- Your assignment: Copy every record exactly. Nothing may be skipped.
==== Source records
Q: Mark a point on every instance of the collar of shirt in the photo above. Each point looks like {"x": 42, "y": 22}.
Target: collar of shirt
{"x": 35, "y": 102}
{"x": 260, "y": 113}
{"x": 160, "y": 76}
========
- Finished task:
Q: Mark a point on every instance of the collar of shirt in the photo above. Each point looks like {"x": 42, "y": 22}.
Target: collar of shirt
{"x": 35, "y": 102}
{"x": 260, "y": 113}
{"x": 160, "y": 76}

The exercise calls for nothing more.